Coordinate labeling data

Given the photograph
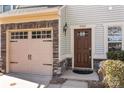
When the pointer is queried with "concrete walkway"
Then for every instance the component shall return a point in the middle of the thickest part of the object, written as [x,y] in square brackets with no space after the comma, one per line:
[75,80]
[70,84]
[23,81]
[71,75]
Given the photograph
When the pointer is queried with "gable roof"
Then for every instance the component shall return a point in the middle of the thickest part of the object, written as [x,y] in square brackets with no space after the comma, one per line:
[24,11]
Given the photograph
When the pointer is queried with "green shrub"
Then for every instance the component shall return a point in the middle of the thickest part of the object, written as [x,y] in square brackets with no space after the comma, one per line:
[113,73]
[116,55]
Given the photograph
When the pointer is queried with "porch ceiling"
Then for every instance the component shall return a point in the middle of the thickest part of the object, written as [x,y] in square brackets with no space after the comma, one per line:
[28,15]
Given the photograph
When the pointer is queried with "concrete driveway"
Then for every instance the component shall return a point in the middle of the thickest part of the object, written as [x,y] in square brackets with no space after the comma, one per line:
[23,81]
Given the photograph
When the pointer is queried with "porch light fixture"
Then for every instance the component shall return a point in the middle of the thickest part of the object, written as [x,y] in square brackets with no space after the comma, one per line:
[65,27]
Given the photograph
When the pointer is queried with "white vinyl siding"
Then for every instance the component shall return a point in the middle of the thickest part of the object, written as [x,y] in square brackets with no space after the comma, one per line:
[95,15]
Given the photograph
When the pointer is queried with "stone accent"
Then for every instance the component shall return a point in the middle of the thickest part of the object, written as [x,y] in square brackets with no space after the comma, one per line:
[31,25]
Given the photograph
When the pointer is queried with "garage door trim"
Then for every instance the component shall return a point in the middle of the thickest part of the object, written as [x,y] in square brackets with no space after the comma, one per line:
[8,42]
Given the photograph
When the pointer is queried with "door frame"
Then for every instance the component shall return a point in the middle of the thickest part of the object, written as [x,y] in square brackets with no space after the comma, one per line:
[92,27]
[8,43]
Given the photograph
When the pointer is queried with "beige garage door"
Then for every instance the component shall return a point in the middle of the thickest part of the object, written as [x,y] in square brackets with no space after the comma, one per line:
[31,52]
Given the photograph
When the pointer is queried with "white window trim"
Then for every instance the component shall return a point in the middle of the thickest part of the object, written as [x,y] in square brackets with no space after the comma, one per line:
[106,25]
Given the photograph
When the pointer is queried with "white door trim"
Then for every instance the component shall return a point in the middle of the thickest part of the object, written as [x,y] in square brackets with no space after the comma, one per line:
[92,41]
[106,34]
[8,43]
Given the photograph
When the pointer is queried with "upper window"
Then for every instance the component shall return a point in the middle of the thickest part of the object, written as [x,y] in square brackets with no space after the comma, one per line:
[114,38]
[19,35]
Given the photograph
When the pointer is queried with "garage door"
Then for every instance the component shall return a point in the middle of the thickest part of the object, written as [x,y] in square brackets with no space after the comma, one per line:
[31,52]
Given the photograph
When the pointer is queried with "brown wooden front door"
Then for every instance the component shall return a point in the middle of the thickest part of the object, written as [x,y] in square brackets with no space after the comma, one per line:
[82,48]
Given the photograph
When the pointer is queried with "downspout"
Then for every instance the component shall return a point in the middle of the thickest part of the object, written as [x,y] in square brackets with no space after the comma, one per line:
[60,27]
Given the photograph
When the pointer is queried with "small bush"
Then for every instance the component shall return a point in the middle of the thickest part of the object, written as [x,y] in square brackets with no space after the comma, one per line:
[113,73]
[116,55]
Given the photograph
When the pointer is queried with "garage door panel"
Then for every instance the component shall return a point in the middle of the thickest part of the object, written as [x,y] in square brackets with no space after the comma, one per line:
[34,54]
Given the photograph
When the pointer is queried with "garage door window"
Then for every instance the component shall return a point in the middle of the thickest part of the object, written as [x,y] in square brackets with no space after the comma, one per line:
[19,35]
[41,34]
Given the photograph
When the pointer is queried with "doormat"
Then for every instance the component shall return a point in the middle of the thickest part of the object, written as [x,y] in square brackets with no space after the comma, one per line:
[80,71]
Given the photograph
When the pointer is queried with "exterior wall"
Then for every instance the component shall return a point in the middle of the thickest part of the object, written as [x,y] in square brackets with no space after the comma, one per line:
[29,25]
[93,15]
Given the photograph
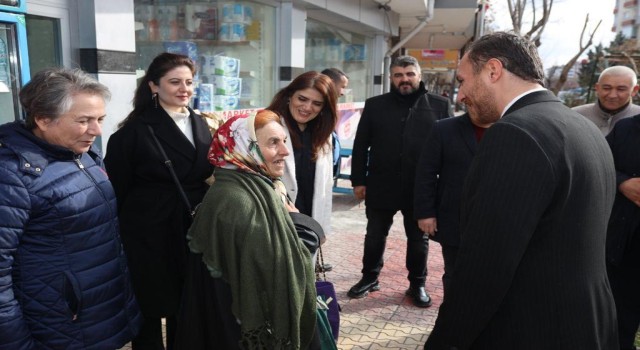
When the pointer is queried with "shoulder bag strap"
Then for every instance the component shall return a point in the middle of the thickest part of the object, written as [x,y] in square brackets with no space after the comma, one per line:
[169,165]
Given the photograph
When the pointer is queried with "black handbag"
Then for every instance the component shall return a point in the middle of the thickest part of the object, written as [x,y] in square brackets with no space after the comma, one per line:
[327,292]
[169,165]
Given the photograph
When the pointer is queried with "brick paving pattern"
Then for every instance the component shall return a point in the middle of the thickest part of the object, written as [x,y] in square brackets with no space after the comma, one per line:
[385,319]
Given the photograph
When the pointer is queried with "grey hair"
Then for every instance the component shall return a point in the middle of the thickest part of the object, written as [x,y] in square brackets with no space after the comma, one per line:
[517,54]
[50,92]
[405,61]
[620,71]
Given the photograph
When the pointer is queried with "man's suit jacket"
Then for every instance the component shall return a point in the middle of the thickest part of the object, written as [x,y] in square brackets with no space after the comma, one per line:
[624,141]
[390,136]
[442,168]
[530,272]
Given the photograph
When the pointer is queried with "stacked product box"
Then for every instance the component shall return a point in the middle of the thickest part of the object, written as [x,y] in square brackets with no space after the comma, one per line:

Task directions: None of the pictures should appear; repeat the records exactly otherwise.

Complete response:
Given the photograph
When the pointer is queried with "concrete walkway"
Then for every instance the component shall return a point in the middle of the thickest part of the object, written as [x,y] in square brackets with no space after the comma, one per line:
[75,80]
[70,84]
[23,81]
[71,75]
Given the photograph
When the pointer is queried with "gable roof"
Then for every instance the component shall return a point in the middle of the thickest part of the object, written as [x,y] in square brackets with no space after the comma, one per line:
[24,11]
Given the photograph
When the pointer is queried with "green shrub"
Then for every instance the component shall return a point in the middle of the thickest part of the object, written as [x,y] in square brackets with no space after the comma, one per line:
[113,73]
[116,55]
Given the photograph
When the pointer is queried with "porch ceiling"
Then for every instance the component shall return a point in the middle of the thickest part of the object, written as [x,y] in square brackets with no space after the comma, one per line:
[28,15]
Given the photograph
When the pointer is queried with "concrete driveway"
Then for every instance the component shall return a point in the middle of the thickest part of the object, written as [x,y] in square brackets with no space after the comma, one per line:
[23,81]
Given the photograph
When the pointer is queried with "porch light fixture"
Then for every instance the component shall return a point in the middle of the thickest part of the object, written as [x,y] in square brackets with no space after the comma, one per line:
[65,27]
Given the photograph
When the pointer is queried with "white vinyl siding"
Then for every instance the component shall return a point in the middle of the thickest part of the object, written as [x,y] in square brackets with no space after the comma, one per line:
[95,15]
Given the photograph
When the pointer is queried with "stone accent"
Then for every instance the component shall return a point in the middle of the thickest part of the object, written as [x,y] in square brackets with no space after the comma, one per line:
[31,25]
Given the photograph
When the pointer is queried with "garage door trim"
Then for every instance the component shall return a point in the middle of the thickest part of the object, written as [x,y] in square brackets with no space after the comma, one per line:
[8,42]
Given the photograph
When the pointer is queried with "door frame"
Then for every instance the component shall return a point in the middle of the thickest part of the object, written as [x,y] in square brackets with no space after the comma, one per line:
[92,27]
[8,43]
Given the photograph
When the pointer is queried with "beige garage door"
Then for every instance the component shall return a point in the middle of the thickest part of the object, written as [x,y] in square brackets with no space after the comma, one per line:
[31,52]
Given the photograph
When the pointer is queried with "white window trim"
Then for every instance the component shall return a point in the middle of the thickest part of the object, written as [x,y] in square brackets with no space after the comma, one per line:
[106,25]
Given the photograph
When the pointer is queried with "white door trim"
Then for every instance the component shall return a point in the middle of the thickest part of the object, written as [x,y] in square brackets with no space after the comma, one per line:
[92,41]
[106,34]
[8,43]
Given the photograph
When the pointer is queried with "upper window"
Then for every instance the component shall return a point in the middle of the thickest part of the object, written as [x,y] in square brackets with no space after the comma, one per line:
[114,38]
[19,35]
Given the photograph
When the pointer is queried with "garage door"
Then for every instance the component shall return a point in the middle of the thickest part of the object, written as [x,y] in square brackets with no space after the comma, one per line:
[31,52]
Given the photograph
When the pointer is queried with "brown wooden front door"
Then for every instance the component shall return a point in the middle of the thickest part of the object, written as [x,y] in square brackets with no space after the comma, one per line:
[82,48]
Given the photograph
When the pointer is queried with "downspout"
Then for every instance the component shall return a point in the middle of the thickest part of the object, written as [x,y] in square brackets with no space after the comma, one per line:
[60,27]
Given the photograph
When the pointer is queried with "small bush"
Then for every instance the component shall return a point in the middle of the thickest part of the object, written as [x,y] in square brackets with no space after the comma, one per line:
[113,73]
[116,55]
Given the photograph
When the pointer is queried with "garage door panel"
Then for every instance the component shall return a point in the middle of the thickest part of the object, written as [x,y] in square brackets with no space after the comma, one per line:
[34,54]
Given the photograph
When the pointer is queried with "garage door window"
Then for every instance the component shall return a point in the middle of the thickest part of the object, written as [x,y] in square brackets with no space after the comma, one per line:
[19,35]
[41,34]
Given the photograph
When the pointer is queried with "doormat"
Then for every instance the component shall return a point in the middle of the thickest part of the object, written as [x,y] in square brackets with no space after the comma, one per line:
[80,71]
Given the photograph
When the pointer is queried with "exterior wall"
Then for every instance the component shall return a point in the middle of the thickest part of the object, written as [x,y] in square brackets with no space after the comma, one per line:
[29,25]
[93,15]
Given the photograph
When the pointer is queried with "shoulder bag strap"
Then for every instance the component shall return a point in the middle of the thickest part of the object, written as [x,y] in square brackets with no space after the comma, one per line:
[169,165]
Given the photograph
When the pointer is queried with "black handbag"
Then for every instance the component shall return a point in the middle of the thickest part of the object, written as [x,y] in square brackets with no space after the comma, one per line:
[327,292]
[169,165]
Given the photograph
When the pointer is queried with "brick paving pattern"
Then for every instance the component shall return a point in the middle of the thickest part of the object, written as [x,y] in square brackets with no space after the comma, one per line:
[385,319]
Given the photograph
When the pointer is queried with "grey hair"
Then for every instance the component shall return a point in the middle of the thickest part of the object, written as [x,y] in square brackets with no space after the comma, one per line:
[517,54]
[50,92]
[405,61]
[620,71]
Given the photograph
When the pointer is queried with "man's suit jacket"
Then for every instance the component shall return a point in the middle of the thickest part of the object, written as [x,y] in square brackets with no space after the comma, one per line:
[624,141]
[390,136]
[442,168]
[530,272]
Given the photograph
When the pointer is queried with "stacked product box"
Then for every instance the component shall return a point in the middle of the thickest part of the object, written as [x,y] in square brackets with no space after the comma, one per line:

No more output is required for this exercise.